On The Most Boring Videogames Of All Time
Thanks to 1UP.com for its feature documenting what the writers consider to be the most boring videogames ever. The intro explains the criteria: "These ten games weren't necessarily bad or good -- they were just really, really dull", before pointing to titles like Donkey Kong 64 ("a mediocre platformer bogged down by forty hours of useless doodad-hunting"), King's Field ("It's kind of like an RPG, and it's kind of like an FPS, but mostly it's like falling asleep"), and Aquanaut's Holiday ("...doesn't really have a point -- it's a blocky, dithered simulation of what it's presumably like to go deep sea diving.") What would your pick be?
The Great Escape for the C64, a mostly monochromatic (except for the little border around the tiny game screen) simulation of escape from a German concentration camp. During the day, you had to go through the routine of a prisoner or risk being put in solitary. Solitary involved looking at your character in a locked room until the guards let you out. If you didn't touch the joystick for 5 mins, the game took over for you.
I never had the patience to collect all the items and info needed for escape; I think my character just died from boredom.
That's not a soda... it's a caffeine delivery device!
I'm not a big fan of 3D beat-em-ups. No matter how much I try to like them, I can't. They just don't hold the same ground as 2D fighters like Street Fighter, King of Fighters, Samurai Spirits, Killer Instinct, and more recently SVC Chaos. Of all the 3D beat-em-ups, the Tekken games have to be the worst/most boring. I've beaten seasoned Tekken players by just button bashing. I played Soul Calibur 2 for the first time the other day with some friends and won the majority of games and they didn't want to believe that I had never played it before. Not my idea of fun.
I have Aquanaut's Holiday and I recall it being an enjoyable, soothing game. There was a vast array of creatures to see, an interesting evironment to explore and an artificial reef to build. Any game with leafy sea dragons scores highly in my book.

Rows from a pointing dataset
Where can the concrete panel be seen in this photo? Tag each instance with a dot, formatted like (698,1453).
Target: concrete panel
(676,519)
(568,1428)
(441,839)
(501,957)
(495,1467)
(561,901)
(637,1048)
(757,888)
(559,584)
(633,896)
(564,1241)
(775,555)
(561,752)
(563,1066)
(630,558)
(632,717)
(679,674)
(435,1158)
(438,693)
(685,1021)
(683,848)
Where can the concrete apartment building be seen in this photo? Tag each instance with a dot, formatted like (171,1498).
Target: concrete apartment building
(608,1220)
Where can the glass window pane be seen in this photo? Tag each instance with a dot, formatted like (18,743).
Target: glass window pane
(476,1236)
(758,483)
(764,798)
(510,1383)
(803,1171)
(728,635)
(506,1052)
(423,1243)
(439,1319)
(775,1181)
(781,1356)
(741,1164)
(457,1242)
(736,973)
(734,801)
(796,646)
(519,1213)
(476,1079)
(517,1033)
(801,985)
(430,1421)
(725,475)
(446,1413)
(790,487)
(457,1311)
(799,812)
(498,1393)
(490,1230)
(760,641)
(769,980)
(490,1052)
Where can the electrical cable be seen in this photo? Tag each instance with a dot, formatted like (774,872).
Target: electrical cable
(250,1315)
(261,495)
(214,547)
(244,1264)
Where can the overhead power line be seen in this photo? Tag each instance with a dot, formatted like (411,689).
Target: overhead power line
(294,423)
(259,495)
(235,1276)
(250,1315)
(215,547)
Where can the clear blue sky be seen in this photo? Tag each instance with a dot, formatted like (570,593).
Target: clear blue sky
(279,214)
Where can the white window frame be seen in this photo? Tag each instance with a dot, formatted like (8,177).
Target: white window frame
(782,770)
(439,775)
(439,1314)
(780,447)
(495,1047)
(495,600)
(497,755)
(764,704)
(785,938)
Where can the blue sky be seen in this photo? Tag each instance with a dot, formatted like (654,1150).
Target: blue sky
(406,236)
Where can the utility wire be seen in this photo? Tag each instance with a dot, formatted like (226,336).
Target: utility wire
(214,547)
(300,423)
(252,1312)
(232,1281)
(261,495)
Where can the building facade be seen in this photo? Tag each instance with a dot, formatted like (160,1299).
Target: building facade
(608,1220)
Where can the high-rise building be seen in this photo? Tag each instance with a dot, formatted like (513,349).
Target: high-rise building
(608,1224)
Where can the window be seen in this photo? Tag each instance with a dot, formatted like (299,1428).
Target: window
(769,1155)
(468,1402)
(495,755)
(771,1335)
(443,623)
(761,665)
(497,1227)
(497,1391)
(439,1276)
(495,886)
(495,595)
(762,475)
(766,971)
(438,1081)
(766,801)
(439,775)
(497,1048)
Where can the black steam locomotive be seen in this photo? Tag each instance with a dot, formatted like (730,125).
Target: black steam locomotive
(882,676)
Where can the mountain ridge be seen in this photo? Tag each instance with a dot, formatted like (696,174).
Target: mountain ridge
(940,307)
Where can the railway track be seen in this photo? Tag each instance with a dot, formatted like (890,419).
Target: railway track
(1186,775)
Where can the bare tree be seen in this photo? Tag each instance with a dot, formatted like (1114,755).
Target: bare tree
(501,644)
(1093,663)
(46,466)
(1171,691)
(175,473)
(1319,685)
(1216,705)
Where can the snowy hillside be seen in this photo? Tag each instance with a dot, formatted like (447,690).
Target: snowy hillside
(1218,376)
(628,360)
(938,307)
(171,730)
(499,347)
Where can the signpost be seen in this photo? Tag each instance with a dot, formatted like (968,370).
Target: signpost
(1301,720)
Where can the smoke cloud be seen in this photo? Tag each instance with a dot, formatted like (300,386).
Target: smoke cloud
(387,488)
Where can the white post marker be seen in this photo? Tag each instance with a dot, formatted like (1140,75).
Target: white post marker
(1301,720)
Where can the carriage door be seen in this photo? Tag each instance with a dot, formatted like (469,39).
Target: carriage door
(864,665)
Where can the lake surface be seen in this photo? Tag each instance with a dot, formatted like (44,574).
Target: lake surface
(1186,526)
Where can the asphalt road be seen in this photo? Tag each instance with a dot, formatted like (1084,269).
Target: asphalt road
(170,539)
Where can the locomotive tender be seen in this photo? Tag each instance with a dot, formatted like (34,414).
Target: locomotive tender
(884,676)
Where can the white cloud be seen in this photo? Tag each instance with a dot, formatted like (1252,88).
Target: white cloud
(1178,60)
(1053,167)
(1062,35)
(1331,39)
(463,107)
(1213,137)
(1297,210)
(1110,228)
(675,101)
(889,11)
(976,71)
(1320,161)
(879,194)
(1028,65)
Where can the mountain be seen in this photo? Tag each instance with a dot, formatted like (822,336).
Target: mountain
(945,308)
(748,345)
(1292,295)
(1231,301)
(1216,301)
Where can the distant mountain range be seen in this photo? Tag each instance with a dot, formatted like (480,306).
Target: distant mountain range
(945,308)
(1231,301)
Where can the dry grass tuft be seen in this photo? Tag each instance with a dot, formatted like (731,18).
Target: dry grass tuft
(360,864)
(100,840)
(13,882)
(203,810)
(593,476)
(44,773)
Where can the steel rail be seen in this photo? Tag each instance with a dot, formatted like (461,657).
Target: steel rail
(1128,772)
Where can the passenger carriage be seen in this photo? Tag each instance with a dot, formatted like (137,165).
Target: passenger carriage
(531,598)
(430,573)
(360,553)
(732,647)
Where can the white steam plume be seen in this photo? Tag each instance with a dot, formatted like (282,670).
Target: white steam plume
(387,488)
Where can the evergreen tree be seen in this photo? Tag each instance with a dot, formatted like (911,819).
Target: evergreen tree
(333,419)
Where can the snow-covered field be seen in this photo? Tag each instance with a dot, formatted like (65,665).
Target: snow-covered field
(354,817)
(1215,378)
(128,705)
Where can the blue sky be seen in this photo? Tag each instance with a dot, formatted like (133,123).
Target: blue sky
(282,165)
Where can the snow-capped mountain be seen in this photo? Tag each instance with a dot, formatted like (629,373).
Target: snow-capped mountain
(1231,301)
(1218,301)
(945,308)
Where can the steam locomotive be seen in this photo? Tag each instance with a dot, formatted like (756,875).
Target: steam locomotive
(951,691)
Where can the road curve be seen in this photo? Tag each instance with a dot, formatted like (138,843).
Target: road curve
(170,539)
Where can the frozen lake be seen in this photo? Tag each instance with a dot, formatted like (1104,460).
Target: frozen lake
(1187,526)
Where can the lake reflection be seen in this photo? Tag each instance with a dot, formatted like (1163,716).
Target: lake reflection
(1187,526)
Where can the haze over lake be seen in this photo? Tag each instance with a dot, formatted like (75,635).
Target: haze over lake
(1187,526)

Jobs →
**A.** List the 2D fighting games named in the page about boring videogames.
**B.** Return the passage of the page about boring videogames from "I'm not a big" to "in my book.", copied word for word.
Rely solely on the page about boring videogames, not on the rows.

Per-task answers →
**A.** Street Fighter, King of Fighters, Samurai Spirits, Killer Instinct, SVC Chaos

**B.**
I'm not a big fan of 3D beat-em-ups. No matter how much I try to like them, I can't. They just don't hold the same ground as 2D fighters like Street Fighter, King of Fighters, Samurai Spirits, Killer Instinct, and more recently SVC Chaos. Of all the 3D beat-em-ups, the Tekken games have to be the worst/most boring. I've beaten seasoned Tekken players by just button bashing. I played Soul Calibur 2 for the first time the other day with some friends and won the majority of games and they didn't want to believe that I had never played it before. Not my idea of fun.
I have Aquanaut's Holiday and I recall it being an enjoyable, soothing game. There was a vast array of creatures to see, an interesting evironment to explore and an artificial reef to build. Any game with leafy sea dragons scores highly in my book.